─── STORED DATA ───

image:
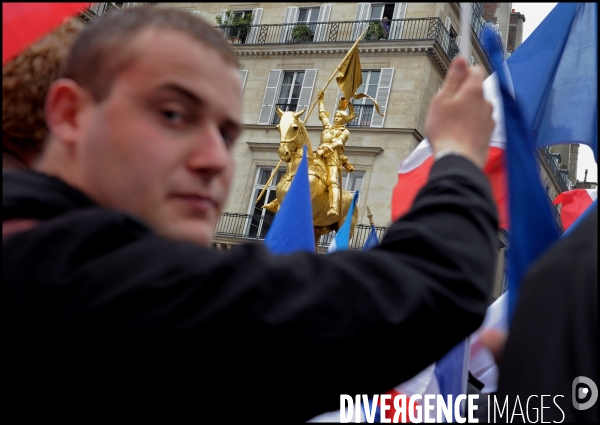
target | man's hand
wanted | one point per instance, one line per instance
(459, 118)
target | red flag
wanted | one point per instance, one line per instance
(574, 203)
(25, 23)
(414, 172)
(414, 169)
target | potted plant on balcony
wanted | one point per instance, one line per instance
(374, 32)
(235, 26)
(302, 34)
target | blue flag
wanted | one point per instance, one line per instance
(342, 237)
(555, 103)
(372, 239)
(555, 77)
(292, 228)
(452, 372)
(532, 226)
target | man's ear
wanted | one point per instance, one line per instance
(64, 107)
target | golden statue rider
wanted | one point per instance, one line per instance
(331, 150)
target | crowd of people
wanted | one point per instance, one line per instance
(117, 162)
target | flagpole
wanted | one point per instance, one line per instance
(465, 30)
(268, 182)
(335, 72)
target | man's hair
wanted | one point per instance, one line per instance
(25, 82)
(103, 49)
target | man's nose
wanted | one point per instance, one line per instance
(210, 154)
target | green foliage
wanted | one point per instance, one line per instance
(302, 33)
(375, 31)
(238, 26)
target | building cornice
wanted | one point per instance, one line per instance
(339, 49)
(357, 130)
(475, 45)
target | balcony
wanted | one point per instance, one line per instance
(347, 32)
(362, 116)
(561, 176)
(240, 228)
(284, 107)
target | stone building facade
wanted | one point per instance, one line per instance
(515, 31)
(402, 71)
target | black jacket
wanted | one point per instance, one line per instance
(554, 334)
(102, 315)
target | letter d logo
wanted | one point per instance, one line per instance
(581, 387)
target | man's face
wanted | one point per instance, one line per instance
(159, 146)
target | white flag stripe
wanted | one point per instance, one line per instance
(491, 92)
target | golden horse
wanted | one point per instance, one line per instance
(293, 137)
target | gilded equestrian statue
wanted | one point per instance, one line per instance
(293, 136)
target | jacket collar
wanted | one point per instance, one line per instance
(30, 194)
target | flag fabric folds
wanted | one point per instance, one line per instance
(25, 23)
(372, 239)
(292, 228)
(341, 241)
(349, 79)
(574, 203)
(555, 77)
(532, 227)
(413, 171)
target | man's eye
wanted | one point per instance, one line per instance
(173, 117)
(228, 138)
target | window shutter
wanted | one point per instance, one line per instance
(363, 12)
(448, 23)
(256, 16)
(397, 26)
(268, 105)
(310, 75)
(324, 12)
(446, 34)
(243, 76)
(337, 100)
(383, 94)
(291, 17)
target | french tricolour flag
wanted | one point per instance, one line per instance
(413, 171)
(574, 203)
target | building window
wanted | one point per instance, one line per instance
(378, 11)
(289, 93)
(364, 108)
(377, 84)
(309, 16)
(260, 219)
(290, 90)
(354, 182)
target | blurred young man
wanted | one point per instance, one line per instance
(25, 81)
(115, 304)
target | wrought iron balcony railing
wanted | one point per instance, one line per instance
(284, 107)
(561, 175)
(343, 31)
(363, 115)
(255, 227)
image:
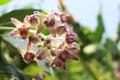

───

ASSIGNED TASK -
From the data above, copy each line that holds "balcony".

SOLUTION TO THE PROBLEM -
target | potted plant on balcony
target | balcony
target | wrought iron balcony railing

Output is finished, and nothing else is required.